Write out again only the lines running from the one that contains "of the sofa" to the end of the records below, including both the first and the last.

Rows from a pointing dataset
....................

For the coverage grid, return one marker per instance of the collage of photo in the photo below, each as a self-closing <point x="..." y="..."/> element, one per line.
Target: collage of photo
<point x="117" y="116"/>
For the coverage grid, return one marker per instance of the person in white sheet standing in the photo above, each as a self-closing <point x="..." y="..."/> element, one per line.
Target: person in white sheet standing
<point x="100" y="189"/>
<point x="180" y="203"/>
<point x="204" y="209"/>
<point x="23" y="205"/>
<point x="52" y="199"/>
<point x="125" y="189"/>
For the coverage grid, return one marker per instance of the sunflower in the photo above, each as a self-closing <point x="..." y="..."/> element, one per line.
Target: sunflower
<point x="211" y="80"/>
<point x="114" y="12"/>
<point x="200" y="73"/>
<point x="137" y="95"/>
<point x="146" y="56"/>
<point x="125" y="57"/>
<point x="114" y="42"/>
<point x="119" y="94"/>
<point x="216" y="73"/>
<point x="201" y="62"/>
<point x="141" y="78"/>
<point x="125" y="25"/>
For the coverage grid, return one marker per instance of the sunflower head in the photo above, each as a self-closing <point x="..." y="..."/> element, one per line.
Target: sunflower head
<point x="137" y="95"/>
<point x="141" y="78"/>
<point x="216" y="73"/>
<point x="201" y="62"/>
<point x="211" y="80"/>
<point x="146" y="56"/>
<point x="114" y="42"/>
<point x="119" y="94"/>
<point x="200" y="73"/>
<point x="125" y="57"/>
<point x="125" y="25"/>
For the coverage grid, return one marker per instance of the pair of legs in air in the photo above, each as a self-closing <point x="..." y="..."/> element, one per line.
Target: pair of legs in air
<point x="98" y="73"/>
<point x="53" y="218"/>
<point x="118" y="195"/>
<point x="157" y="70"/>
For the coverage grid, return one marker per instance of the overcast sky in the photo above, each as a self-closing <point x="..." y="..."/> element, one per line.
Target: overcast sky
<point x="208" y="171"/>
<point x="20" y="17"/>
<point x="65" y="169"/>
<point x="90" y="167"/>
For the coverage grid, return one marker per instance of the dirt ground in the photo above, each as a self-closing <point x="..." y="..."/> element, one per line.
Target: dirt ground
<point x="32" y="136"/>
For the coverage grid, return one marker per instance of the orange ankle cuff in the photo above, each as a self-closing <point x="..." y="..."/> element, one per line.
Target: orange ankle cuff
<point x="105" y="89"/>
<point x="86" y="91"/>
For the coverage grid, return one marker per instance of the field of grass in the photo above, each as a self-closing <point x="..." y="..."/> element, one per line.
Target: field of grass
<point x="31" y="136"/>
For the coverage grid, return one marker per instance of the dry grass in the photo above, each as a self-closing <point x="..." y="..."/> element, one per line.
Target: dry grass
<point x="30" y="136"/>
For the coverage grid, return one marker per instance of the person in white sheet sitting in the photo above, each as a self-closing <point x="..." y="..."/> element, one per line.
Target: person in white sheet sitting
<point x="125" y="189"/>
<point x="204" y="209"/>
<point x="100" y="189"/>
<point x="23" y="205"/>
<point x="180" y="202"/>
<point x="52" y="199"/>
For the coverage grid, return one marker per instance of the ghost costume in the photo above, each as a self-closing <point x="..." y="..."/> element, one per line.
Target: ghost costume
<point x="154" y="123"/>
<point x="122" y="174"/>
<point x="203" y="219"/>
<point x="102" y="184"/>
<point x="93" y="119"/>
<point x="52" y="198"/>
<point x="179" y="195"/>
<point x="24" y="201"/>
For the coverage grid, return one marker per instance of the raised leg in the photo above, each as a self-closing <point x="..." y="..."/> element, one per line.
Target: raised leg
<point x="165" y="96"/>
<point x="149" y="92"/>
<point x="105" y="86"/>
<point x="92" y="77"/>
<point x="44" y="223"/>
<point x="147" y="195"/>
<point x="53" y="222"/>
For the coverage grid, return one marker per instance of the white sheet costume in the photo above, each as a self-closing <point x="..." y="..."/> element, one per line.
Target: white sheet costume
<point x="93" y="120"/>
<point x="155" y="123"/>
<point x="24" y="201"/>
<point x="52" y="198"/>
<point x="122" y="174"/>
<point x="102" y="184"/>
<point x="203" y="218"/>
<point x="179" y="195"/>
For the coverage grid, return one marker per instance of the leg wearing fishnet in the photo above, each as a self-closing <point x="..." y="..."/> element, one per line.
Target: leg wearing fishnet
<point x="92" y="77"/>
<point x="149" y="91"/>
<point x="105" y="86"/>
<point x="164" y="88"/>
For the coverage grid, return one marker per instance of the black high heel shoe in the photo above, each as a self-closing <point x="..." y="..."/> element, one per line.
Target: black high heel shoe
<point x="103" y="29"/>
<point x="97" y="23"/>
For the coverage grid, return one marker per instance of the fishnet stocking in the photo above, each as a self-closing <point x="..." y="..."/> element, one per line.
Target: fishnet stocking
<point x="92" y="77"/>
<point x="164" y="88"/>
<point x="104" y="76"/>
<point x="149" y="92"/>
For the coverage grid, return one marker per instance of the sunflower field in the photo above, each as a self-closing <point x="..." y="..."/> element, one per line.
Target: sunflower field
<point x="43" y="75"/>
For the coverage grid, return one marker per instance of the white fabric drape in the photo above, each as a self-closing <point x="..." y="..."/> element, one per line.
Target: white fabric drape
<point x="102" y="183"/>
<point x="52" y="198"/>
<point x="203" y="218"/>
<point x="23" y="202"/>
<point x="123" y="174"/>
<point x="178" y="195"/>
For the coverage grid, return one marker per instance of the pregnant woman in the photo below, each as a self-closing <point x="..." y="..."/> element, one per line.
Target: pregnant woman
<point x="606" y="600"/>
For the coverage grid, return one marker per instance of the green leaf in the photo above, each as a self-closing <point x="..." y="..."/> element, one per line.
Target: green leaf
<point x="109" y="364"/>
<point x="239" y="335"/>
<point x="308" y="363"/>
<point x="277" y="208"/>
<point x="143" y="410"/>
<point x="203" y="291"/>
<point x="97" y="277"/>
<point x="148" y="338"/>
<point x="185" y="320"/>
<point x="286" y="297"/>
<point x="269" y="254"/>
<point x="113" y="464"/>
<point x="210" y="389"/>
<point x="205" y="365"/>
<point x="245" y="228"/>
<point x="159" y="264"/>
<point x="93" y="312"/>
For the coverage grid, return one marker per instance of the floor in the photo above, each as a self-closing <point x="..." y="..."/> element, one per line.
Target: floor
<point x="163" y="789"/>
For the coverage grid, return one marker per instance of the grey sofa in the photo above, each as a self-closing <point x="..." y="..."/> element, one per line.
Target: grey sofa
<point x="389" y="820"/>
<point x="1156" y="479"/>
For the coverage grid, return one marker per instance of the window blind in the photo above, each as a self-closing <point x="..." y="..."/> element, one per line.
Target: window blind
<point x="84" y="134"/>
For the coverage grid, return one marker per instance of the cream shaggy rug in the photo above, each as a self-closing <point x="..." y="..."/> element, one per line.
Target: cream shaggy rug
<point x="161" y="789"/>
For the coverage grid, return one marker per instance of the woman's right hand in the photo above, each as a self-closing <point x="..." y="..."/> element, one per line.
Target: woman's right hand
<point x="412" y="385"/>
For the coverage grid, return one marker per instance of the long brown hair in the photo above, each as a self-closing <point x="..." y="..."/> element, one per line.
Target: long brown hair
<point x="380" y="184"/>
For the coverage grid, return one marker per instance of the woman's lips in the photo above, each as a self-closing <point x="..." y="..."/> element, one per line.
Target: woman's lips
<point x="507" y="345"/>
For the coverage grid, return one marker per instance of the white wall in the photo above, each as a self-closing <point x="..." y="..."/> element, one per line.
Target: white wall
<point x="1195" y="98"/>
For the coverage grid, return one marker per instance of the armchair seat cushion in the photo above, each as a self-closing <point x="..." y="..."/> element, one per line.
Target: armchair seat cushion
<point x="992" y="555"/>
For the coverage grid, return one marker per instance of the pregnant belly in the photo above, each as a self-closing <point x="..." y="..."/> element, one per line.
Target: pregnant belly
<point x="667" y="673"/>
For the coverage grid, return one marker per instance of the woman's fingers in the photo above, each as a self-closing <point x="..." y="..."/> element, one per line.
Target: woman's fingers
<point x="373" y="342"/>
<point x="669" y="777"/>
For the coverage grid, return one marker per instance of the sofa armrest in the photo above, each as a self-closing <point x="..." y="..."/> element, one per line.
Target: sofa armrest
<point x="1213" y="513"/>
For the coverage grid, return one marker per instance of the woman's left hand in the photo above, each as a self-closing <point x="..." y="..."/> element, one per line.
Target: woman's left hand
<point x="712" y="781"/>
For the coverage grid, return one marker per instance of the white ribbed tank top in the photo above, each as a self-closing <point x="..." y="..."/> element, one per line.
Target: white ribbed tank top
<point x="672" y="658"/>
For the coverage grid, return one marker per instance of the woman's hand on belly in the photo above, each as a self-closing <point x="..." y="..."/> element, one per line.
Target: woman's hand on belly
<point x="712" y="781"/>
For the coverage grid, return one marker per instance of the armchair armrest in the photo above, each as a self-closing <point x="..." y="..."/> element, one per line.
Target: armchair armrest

....................

### Correct response:
For the coverage grid, return one marker per instance of the sofa armrest in the photo above, each as a self-closing <point x="..." y="..."/> element, one per line.
Target: sofa armrest
<point x="1213" y="513"/>
For the coverage grid, return one marker per instance of the woman's left hand in the photo above, each as a self-closing <point x="..." y="..."/> element, one per line.
Target: woman's left hand
<point x="712" y="781"/>
For the coverage grid, return one marker per instance of the white ribbed tank top in the photo above, each as a self-closing <point x="..." y="..."/> element, one per line.
Target: white ribbed tank top
<point x="672" y="658"/>
For the coverage grid, return one marker per instance of the woman's hand on belly in the photo above, each as a self-closing <point x="..." y="..."/> element, one per line.
Target: woman's hand on belly
<point x="712" y="781"/>
For the coverage grid, return one marker per instance of the armchair armrest in the photo above, each as a self-closing <point x="..." y="..."/> element, one per line.
Target: armchair armrest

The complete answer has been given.